#### Task inputs
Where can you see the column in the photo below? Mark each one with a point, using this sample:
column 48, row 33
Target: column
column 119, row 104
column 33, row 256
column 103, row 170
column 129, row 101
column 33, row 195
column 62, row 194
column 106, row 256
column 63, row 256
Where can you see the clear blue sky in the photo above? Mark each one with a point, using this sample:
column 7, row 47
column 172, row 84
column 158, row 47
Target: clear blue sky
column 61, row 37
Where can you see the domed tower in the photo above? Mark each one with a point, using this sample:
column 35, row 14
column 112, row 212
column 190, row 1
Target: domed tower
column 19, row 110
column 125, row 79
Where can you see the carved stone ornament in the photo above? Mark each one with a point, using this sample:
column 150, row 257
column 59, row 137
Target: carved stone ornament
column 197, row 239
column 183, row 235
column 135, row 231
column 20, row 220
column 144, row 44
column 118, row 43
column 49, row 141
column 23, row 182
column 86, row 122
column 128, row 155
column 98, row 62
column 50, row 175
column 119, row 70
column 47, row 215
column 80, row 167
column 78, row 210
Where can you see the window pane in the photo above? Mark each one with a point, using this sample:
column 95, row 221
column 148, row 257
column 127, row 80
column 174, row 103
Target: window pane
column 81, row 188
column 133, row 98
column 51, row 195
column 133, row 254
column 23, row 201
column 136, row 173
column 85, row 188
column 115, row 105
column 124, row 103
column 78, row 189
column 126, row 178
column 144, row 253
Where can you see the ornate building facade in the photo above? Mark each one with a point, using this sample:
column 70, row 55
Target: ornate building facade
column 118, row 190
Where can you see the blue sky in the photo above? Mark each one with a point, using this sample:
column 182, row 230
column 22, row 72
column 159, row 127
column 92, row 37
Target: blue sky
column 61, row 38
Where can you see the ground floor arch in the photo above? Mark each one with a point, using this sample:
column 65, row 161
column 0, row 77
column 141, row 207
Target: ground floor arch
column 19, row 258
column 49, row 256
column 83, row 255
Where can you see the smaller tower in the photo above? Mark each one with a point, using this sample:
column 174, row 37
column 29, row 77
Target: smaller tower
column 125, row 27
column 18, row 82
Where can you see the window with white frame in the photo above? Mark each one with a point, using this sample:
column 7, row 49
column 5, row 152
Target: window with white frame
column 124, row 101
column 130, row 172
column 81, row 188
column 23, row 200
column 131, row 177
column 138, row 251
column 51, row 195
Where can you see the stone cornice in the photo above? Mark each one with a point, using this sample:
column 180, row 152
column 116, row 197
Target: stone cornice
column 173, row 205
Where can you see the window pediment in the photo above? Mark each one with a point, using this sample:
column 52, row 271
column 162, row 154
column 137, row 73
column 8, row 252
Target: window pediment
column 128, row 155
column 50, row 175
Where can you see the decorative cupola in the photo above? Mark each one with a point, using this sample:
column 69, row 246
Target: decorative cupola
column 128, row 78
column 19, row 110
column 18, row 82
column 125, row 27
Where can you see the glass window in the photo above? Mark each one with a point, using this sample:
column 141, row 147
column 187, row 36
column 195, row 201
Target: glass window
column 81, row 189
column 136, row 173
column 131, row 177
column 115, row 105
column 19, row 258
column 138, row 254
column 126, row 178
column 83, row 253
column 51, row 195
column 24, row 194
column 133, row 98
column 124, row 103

#### Instruction
Please arrange all of the data above as a numbered list, one entry per line, and drop any blank lines.

#### Worked answer
1. Where can you see the column in the photo below? Mark each one with a point, using this sample:
2. column 48, row 33
3. Target: column
4. column 119, row 104
5. column 33, row 256
6. column 103, row 170
7. column 129, row 101
8. column 33, row 195
9. column 62, row 194
10. column 106, row 256
11. column 63, row 256
12. Where can you see the clear blue sky in the photo above? Mark each one with a point, using this sample:
13. column 7, row 47
14. column 172, row 84
15. column 158, row 47
16. Target: clear blue sky
17. column 61, row 37
18. Where can you see the domed tower in the photo above? Mark each one with a point, using this sample:
19. column 35, row 14
20. column 112, row 212
21. column 190, row 1
22. Target: domed tower
23. column 19, row 110
24. column 125, row 79
25. Where can you see the carved stone ornament in the photo above? Mark each one with a point, using this sample:
26. column 150, row 257
27. column 59, row 137
28. Target: carved stone ornament
29. column 197, row 239
30. column 183, row 235
31. column 135, row 231
32. column 20, row 220
33. column 144, row 44
34. column 118, row 43
35. column 49, row 141
36. column 23, row 182
37. column 86, row 122
38. column 128, row 155
39. column 98, row 62
40. column 50, row 175
41. column 119, row 70
42. column 47, row 215
43. column 80, row 167
44. column 78, row 210
45. Where can you see the window pane in the photo above? Mark each one with a point, using this sample:
46. column 95, row 221
47. column 148, row 257
48. column 127, row 80
49. column 174, row 103
50. Target: window pane
51. column 81, row 188
52. column 133, row 98
53. column 51, row 195
54. column 133, row 254
55. column 23, row 201
56. column 136, row 173
57. column 85, row 188
58. column 115, row 105
59. column 124, row 103
60. column 78, row 189
61. column 126, row 178
62. column 144, row 253
63. Where can you see the ornate building facade in the photo above? Mark each one with a point, using this sample:
64. column 70, row 55
65. Target: ornate building facade
66. column 118, row 190
67. Where can you see the blue sky in the photo above? Mark each one with a point, using this sample:
68. column 182, row 230
69. column 22, row 72
70. column 159, row 127
71. column 92, row 37
72. Target: blue sky
73. column 61, row 38
74. Where can you see the ground floor arch in the photo above? Mark each one with a point, using this sample:
75. column 65, row 161
76. column 0, row 77
77. column 141, row 207
78. Target: ground floor arch
79. column 19, row 258
80. column 49, row 256
81. column 83, row 255
82. Where can you see the smaller tower in the photo above? Mark each one with a point, using this sample:
83. column 174, row 37
84. column 29, row 77
85. Target: smaller tower
86. column 125, row 27
87. column 18, row 82
88. Where can you see the window with white frame in the photo above? Mark each one with a point, using this sample:
89. column 7, row 49
90. column 5, row 152
91. Target: window with white frame
92. column 124, row 101
93. column 130, row 172
94. column 81, row 188
95. column 23, row 200
96. column 131, row 177
97. column 138, row 251
98. column 51, row 195
99. Where can you see the stone cornice in the photo above? Mark each one with a point, using this sample:
100. column 180, row 152
101. column 116, row 197
102. Target: stone cornice
103. column 173, row 205
104. Where can you see the window pediment in the photo above? Mark each one with a point, using this sample:
105. column 52, row 271
106. column 162, row 154
107. column 137, row 73
108. column 8, row 252
109. Target: window pediment
110. column 128, row 155
111. column 50, row 175
112. Where can you see the decorative cupola in the photo above? Mark each one with a point, using this sample:
113. column 69, row 246
114. Target: decorative cupola
115. column 128, row 78
116. column 19, row 110
117. column 18, row 82
118. column 125, row 27
119. Where can you see the glass window in the photo above? Mark each one with a point, using this sample:
120. column 141, row 147
121. column 187, row 36
122. column 195, row 201
123. Target: glass window
124. column 81, row 189
125. column 136, row 173
126. column 131, row 177
127. column 115, row 105
128. column 19, row 258
129. column 138, row 254
130. column 126, row 178
131. column 83, row 253
132. column 51, row 195
133. column 24, row 194
134. column 133, row 98
135. column 124, row 103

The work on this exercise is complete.